**Input data**
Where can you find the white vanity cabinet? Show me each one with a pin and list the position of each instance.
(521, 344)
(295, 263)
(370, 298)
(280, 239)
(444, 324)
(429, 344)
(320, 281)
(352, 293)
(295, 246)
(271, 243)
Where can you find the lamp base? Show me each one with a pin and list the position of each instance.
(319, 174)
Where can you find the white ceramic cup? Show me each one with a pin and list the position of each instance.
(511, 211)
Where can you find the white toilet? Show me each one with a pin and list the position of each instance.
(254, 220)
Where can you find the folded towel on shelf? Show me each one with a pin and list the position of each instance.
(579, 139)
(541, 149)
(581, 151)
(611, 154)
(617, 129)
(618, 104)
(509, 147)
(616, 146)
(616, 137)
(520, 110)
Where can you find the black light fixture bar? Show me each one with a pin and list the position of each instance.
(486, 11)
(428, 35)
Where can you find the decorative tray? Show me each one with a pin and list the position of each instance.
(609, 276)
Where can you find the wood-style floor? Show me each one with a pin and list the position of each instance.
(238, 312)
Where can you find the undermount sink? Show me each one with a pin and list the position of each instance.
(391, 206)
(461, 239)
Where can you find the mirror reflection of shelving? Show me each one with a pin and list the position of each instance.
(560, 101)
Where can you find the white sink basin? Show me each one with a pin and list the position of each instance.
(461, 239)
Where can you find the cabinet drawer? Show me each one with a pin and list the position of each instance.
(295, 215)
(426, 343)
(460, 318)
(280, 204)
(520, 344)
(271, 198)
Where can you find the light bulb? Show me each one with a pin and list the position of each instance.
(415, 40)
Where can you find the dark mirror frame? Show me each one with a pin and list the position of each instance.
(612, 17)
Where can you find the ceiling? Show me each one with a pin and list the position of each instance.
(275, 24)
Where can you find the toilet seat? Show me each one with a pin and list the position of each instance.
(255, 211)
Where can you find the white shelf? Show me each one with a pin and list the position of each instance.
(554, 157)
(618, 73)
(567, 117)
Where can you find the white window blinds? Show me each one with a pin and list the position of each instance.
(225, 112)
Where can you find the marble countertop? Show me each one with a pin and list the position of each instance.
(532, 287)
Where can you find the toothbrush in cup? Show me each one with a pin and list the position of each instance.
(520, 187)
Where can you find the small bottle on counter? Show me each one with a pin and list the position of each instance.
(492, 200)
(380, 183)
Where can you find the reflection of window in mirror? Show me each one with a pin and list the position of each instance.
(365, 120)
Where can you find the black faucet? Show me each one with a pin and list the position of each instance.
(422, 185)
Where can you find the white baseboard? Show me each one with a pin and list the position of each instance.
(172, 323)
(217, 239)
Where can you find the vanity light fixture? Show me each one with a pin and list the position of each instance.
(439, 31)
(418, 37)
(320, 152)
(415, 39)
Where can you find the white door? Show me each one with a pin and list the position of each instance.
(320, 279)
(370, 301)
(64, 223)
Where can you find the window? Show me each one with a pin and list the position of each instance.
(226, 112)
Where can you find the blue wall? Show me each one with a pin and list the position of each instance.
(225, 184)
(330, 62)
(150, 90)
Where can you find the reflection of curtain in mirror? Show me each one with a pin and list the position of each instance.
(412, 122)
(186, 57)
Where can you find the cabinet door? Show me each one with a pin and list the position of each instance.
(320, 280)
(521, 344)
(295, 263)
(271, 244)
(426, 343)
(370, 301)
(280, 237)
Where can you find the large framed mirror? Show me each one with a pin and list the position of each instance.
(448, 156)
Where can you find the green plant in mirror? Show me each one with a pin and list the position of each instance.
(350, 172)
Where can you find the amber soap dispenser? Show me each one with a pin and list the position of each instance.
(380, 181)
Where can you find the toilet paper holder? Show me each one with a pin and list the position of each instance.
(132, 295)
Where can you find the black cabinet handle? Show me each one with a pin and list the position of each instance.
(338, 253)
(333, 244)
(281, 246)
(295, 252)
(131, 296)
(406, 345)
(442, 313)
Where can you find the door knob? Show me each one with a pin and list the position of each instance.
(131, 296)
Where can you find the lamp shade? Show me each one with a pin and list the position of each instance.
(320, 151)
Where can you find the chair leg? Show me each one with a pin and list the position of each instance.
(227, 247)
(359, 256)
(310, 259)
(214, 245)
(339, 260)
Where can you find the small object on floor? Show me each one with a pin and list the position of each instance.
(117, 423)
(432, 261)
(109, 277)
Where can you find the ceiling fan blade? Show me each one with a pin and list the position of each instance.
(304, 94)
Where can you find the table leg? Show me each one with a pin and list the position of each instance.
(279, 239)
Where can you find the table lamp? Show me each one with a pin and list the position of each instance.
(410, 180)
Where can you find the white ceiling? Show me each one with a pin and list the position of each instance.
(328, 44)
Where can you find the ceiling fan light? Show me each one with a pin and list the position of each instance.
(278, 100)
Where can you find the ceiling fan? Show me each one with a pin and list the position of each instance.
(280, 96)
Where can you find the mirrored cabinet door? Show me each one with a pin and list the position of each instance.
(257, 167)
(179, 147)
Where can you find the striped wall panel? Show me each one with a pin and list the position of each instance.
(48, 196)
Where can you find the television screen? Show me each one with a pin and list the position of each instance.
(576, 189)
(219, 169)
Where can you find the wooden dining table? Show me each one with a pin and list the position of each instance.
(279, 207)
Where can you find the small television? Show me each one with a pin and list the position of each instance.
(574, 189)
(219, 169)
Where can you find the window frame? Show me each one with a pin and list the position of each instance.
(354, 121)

**Exercise instructions**
Set down the data once more, word for word.

**Answer box**
Where can you find the white vanity cabinet? Show me each one with a pin and list the position of each instance.
(521, 344)
(295, 263)
(370, 298)
(280, 239)
(444, 324)
(429, 344)
(320, 281)
(352, 293)
(295, 246)
(271, 243)
Where can you find the lamp base? Show me each one with a pin and list the position of each instance.
(319, 174)
Where can you find the white ceramic cup? Show me each one with a pin and list the position of each instance.
(511, 211)
Where can you find the white toilet? Show me each one with a pin and list the position of each instance.
(254, 220)
Where can you find the folded towel on shelf? Show me each one with a pin and list the position of each instance.
(579, 139)
(541, 149)
(581, 151)
(611, 154)
(617, 129)
(618, 104)
(509, 147)
(616, 146)
(616, 137)
(520, 110)
Where can you find the black light fixture bar? Show me each one with a pin and list the position of each instance.
(486, 11)
(428, 35)
Where can you find the decorative tray? Show me each one with a pin and list the position of each instance.
(609, 276)
Where can you find the wood-style floor? Show me each one with a pin and list the position of each instance.
(238, 312)
Where can you find the undermount sink? Show me each one with a pin and list the position of each instance.
(391, 206)
(461, 239)
Where can you find the mirror reflection of shelving? Show me each one with a pin and list the position of each instance.
(560, 101)
Where can you find the white sink basin? Show me each one with a pin and list the position of each instance.
(461, 239)
Where can you find the cabinet drawer? Show me each one with a pin and list the position of each instance.
(295, 215)
(426, 343)
(460, 318)
(280, 204)
(520, 344)
(271, 198)
Where can you find the light bulb? Show me each one with a pin and list the position of each instance.
(415, 40)
Where can you find the dark mirror frame? Show me each one with a pin and list the position of each instance.
(612, 17)
Where can you find the ceiling? Show me each one with a pin and list the position of each instance.
(275, 24)
Where can you find the toilet seat? Show me each one with a pin and list the position of each instance.
(255, 211)
Where can you find the white shelf? Show me each one with a pin and list the position of each instance.
(554, 157)
(618, 73)
(567, 117)
Where can you find the white window blinds? Show me each one with a pin and list the position of each instance.
(225, 112)
Where can you find the marble countertop? Show me each one with a pin and list the position of each instance.
(532, 287)
Where can you find the toothbrush in cup? Show me each one with a pin and list the position of each instance.
(520, 187)
Where can you find the small bottle on counter? Show me each one with a pin and list the position of each instance.
(492, 200)
(380, 183)
Where can you find the reflection of window in mirror? Show me each one with a pin and list the position of each instance.
(365, 120)
Where can you find the black faucet? Show me each one with a pin and list the position of each instance.
(422, 185)
Where can you find the white baseboard? Show me each one with a pin and list the position of each instance.
(172, 323)
(217, 239)
Where can you find the vanity light fixture? Show me each one with a pin and list the position of each instance.
(439, 31)
(418, 37)
(320, 152)
(415, 39)
Where can you find the white door? Show me each one with a pin and list the position of each instance.
(320, 279)
(370, 301)
(64, 223)
Where can you find the window? Show me each one with a pin and list the position of each instance.
(226, 112)
Where can you find the blue wall? Show me each one with a pin and list the position of each instance.
(225, 184)
(330, 62)
(150, 90)
Where can you find the reflection of curtain in mirror? Show me each one with a pin and list the position of each instance.
(412, 122)
(186, 57)
Where can you find the cabinet door? Show me each one with a pin and list the position of each instance.
(320, 280)
(521, 344)
(295, 263)
(271, 244)
(426, 343)
(370, 301)
(280, 237)
Where can you find the large framed mirror? Show me each one with a pin and list the position of each instance.
(448, 156)
Where can you find the green plant in mirror? Show me each one with a pin and list the position of each instance.
(350, 172)
Where can you find the amber soap dispenser? Show me each one with a pin and list the position of each instance.
(380, 181)
Where can you find the toilet paper holder? Show me each one with a pin and list the position of each instance.
(132, 295)
Where can you find the black cabinet handle? Show me each one with a pin and list the position of each instance.
(338, 253)
(333, 244)
(281, 246)
(295, 252)
(131, 296)
(406, 345)
(442, 313)
Where can you find the door knob? Show me each one with a pin and list the position of each instance.
(131, 296)
Where can you find the lamp shade? Show me each one with a pin and list the position of each instance.
(320, 151)
Where can you find the chair leg? Show me each one with a pin and list the position of each instance.
(227, 247)
(359, 256)
(310, 259)
(214, 245)
(339, 260)
Where can you find the small object on floor? Show me each one with a pin and list the position of each instance.
(117, 423)
(432, 261)
(109, 277)
Where can you find the ceiling fan blade? Show me each one with a pin and list the position of each instance.
(304, 94)
Where can you find the table leg? Show me each one with a pin and list the position of each instance.
(279, 239)
Where can you find the table lamp? Show me each one with a pin and list the position of each instance.
(410, 180)
Where can you find the white ceiling? Show me each one with a pin and list the position of each instance.
(328, 44)
Where can you find the ceiling fan light? Show me each one with a pin and list the position of each instance.
(278, 100)
Where can you find the ceiling fan? Show me each one with a pin and list the position of each instance.
(280, 96)
Where can you find the mirrored cabinet door? Show me each one with a pin and list the position of each instance.
(257, 167)
(179, 147)
Where can you find the striped wall panel? Show me each one with a pin and list the position of each instance.
(48, 196)
Where can you find the television screen? Show me each one with a pin and list the position of each instance.
(576, 189)
(219, 169)
Where can you find the wooden dining table? Show me each one with a pin and list the position of each instance.
(279, 207)
Where can you find the small television? Show me each one with a pin and list the position of each instance.
(574, 189)
(219, 169)
Where can you find the window frame? Show me each one with a pin and list the position of each instance.
(354, 121)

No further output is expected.